Document text:
++++++++++++++++++++
Time Ripe for Burying the ‘the Full and Final’ Discharge Voucher Culture

Time Ripe for Burying the ‘the Full and Final’ Discharge Voucher Culture

Full and Final Discharge Voucher, was considered a legal necessity to ensure that the contractual liability is properly discharged. It however degenerated into misuse of the concept, such as obtaining them without date or even content. This was commented on by the Supreme Court in the case: National Insurance Co. Ltd vs M/S. Boghara Polyfab Pvt.Ltd (2008), where it said: “26. Obtaining of undated receipts-in-advance in regard to regular/routine payments by government departments and corporate sector is an accepted practice which has come to stay due to administrative exigencies and accounting necessities.” However, this became a bad practice to blackmail innocent insureds, by misusing the dominant position that insurers had.

This compelled the SC to state in the case: United India Insurance Co. Ltd., vs. Ajmer Singh Cotton & General Mills, (1999): "The mere execution of the discharge voucher would not always deprive the consumer from preferring claim with respect to the deficiency in service or consequential benefits arising out of the amount paid in default of the service rendered. Despite execution of the discharge voucher, the consumer may be in a position to satisfy the Tribunal or the Commission under the Act that such discharge voucher or receipt had been obtained from him under the circumstances which can be termed as fraudulent or exercise of undue influence or by misrepresentation or the like.”
++++++++++++++++++++
Source data:
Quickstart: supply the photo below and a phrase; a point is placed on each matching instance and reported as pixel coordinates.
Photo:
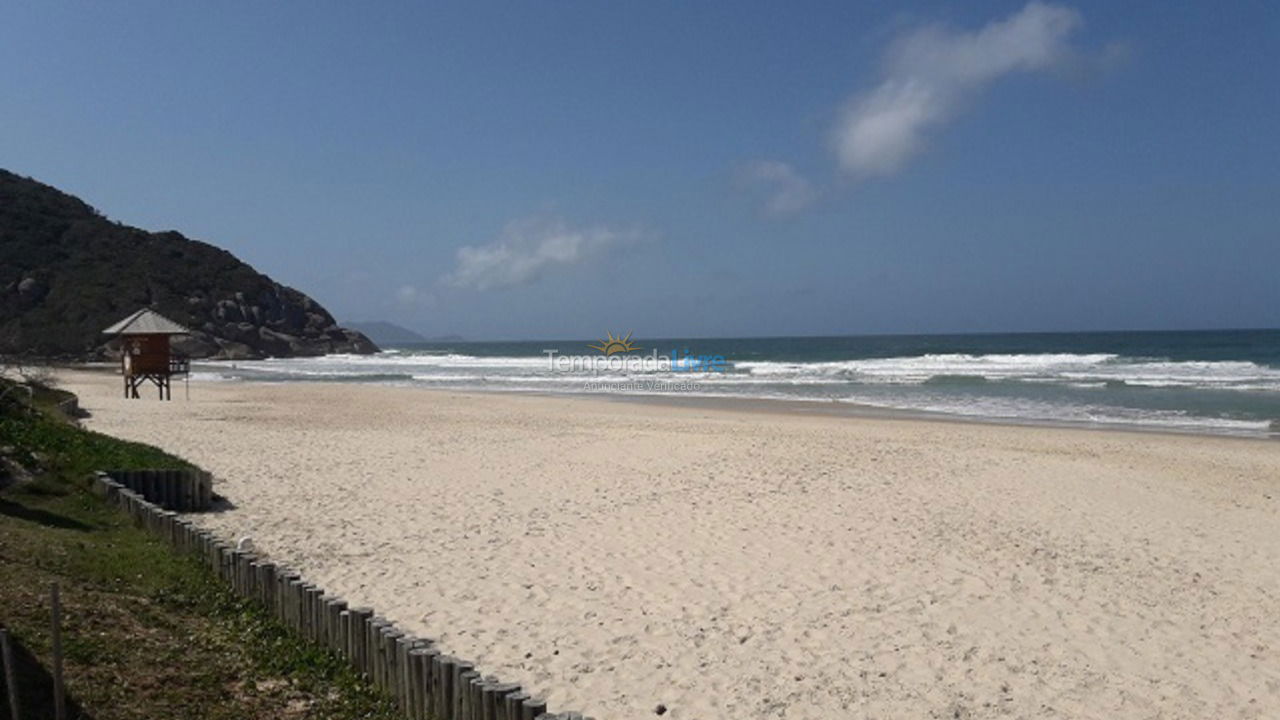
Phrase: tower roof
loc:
++++++++++++++++++++
To-do list:
[1] Output the passage of the article on discharge vouchers from "Full and Final Discharge" up to and including "that insurers had.".
[2] According to the article on discharge vouchers, in what year was National Insurance Co. Ltd vs M/S. Boghara Polyfab Pvt.Ltd decided?
[3] List every company named in the article on discharge vouchers.

Problem solutions:
[1]
Full and Final Discharge Voucher, was considered a legal necessity to ensure that the contractual liability is properly discharged. It however degenerated into misuse of the concept, such as obtaining them without date or even content. This was commented on by the Supreme Court in the case: National Insurance Co. Ltd vs M/S. Boghara Polyfab Pvt.Ltd (2008), where it said: “26. Obtaining of undated receipts-in-advance in regard to regular/routine payments by government departments and corporate sector is an accepted practice which has come to stay due to administrative exigencies and accounting necessities.” However, this became a bad practice to blackmail innocent insureds, by misusing the dominant position that insurers had.

[2] 2008

[3]
- National Insurance Co. Ltd
- M/S. Boghara Polyfab Pvt.Ltd
- United India Insurance Co. Ltd.
- Ajmer Singh Cotton & General Mills